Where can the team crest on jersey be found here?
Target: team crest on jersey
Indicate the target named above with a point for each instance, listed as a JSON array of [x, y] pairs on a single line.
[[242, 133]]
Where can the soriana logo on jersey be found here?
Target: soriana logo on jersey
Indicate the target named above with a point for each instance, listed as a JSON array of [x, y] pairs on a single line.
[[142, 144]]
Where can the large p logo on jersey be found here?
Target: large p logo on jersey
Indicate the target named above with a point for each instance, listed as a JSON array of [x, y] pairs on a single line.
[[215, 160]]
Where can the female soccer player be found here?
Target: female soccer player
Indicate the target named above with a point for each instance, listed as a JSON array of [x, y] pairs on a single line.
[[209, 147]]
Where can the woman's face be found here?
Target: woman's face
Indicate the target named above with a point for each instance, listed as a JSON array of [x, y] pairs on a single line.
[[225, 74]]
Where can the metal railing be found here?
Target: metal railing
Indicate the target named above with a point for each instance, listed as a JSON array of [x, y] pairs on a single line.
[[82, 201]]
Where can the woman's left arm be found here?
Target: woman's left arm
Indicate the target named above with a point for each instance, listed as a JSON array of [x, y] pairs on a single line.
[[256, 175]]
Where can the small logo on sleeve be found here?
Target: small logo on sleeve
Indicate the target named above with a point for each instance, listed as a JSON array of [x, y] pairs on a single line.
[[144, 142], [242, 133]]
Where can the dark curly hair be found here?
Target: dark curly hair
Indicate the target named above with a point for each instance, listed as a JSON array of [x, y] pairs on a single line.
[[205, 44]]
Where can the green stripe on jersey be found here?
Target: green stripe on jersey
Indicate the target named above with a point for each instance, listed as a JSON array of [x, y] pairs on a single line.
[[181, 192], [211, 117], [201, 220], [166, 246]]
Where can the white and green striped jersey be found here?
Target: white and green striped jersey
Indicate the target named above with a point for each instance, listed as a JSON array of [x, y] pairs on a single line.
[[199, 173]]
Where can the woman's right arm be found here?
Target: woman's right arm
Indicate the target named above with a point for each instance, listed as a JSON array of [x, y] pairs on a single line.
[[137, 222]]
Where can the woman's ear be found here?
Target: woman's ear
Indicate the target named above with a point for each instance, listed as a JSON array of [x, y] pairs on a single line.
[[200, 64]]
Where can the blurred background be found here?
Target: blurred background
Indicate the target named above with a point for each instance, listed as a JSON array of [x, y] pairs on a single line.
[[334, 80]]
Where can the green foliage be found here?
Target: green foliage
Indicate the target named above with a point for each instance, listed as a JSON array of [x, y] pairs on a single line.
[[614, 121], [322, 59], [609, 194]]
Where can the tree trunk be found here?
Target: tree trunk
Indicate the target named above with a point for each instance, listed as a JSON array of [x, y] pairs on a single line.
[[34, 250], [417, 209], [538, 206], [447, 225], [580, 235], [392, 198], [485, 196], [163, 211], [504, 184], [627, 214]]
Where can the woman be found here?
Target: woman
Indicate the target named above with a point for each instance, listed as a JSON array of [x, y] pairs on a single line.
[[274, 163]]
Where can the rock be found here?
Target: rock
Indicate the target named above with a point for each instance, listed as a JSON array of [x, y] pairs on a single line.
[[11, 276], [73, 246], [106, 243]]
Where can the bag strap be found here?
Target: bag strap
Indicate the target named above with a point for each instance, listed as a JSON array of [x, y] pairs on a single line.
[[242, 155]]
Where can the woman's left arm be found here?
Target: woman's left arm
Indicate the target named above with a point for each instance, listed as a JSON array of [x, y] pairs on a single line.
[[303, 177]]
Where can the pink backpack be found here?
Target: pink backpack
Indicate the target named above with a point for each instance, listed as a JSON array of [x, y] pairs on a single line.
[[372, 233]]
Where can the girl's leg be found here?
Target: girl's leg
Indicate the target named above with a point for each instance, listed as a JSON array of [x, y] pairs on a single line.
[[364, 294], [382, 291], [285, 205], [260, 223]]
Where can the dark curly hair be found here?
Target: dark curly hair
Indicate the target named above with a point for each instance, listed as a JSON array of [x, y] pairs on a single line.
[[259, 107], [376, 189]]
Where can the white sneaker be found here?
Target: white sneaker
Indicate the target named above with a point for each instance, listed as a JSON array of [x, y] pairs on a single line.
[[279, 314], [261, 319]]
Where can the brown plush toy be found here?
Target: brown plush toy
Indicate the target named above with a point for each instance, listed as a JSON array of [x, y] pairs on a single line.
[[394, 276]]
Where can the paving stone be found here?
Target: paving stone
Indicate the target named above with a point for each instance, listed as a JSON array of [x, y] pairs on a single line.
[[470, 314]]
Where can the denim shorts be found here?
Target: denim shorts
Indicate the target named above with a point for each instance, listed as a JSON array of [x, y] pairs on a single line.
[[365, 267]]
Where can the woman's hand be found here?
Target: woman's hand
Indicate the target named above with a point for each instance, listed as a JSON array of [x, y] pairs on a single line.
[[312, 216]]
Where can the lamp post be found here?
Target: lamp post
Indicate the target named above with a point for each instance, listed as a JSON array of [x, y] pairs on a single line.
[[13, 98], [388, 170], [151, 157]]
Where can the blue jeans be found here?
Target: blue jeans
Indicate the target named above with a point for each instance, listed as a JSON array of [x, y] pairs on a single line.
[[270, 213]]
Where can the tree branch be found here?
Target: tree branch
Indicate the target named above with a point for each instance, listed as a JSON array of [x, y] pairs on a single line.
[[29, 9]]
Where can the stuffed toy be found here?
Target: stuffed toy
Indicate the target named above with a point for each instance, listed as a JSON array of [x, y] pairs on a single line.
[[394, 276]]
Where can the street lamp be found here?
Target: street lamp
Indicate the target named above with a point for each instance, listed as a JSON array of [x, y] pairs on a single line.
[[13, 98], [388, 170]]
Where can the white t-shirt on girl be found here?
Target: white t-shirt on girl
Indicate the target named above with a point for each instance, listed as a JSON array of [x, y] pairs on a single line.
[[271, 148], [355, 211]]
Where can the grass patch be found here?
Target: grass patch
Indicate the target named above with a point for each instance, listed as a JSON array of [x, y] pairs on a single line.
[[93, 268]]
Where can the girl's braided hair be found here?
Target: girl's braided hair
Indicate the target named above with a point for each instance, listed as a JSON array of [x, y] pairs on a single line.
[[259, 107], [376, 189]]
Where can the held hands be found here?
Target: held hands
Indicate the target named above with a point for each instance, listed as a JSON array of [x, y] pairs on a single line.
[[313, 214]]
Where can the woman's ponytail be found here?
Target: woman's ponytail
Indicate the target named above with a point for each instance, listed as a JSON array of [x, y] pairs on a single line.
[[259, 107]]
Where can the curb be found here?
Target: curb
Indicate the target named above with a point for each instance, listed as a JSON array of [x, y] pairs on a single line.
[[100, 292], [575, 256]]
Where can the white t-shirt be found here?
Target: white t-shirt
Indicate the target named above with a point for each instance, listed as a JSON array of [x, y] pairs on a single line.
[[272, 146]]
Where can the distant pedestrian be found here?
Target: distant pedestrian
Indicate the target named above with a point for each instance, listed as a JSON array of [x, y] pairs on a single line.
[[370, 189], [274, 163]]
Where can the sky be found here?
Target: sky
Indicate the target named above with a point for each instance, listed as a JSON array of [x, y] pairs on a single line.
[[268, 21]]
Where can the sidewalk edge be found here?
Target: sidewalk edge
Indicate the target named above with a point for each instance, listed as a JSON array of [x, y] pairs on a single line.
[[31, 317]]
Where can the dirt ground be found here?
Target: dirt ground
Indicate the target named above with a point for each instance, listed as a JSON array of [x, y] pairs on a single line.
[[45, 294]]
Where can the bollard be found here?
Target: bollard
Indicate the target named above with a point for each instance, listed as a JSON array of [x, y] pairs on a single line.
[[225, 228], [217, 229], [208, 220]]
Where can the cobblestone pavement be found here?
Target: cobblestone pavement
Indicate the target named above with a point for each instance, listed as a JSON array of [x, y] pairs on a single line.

* Your assignment *
Search the data and copy each line containing "pavement".

* Solution to the exercise *
Where can the cobblestone pavement be found here?
Target: cobblestone pavement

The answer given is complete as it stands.